>>

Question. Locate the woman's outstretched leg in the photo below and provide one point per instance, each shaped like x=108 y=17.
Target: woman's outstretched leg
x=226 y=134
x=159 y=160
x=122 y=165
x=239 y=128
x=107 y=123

<<

**EXERCISE OBJECTIVE:**
Exactly reproduce every line found in the records.

**WRITTEN RESPONSE:**
Question. Locate the woman's outstretched leg in the photo below and provide one point per instance, each shaped like x=108 y=17.
Target: woman's outstretched leg
x=226 y=134
x=159 y=160
x=122 y=165
x=239 y=128
x=107 y=123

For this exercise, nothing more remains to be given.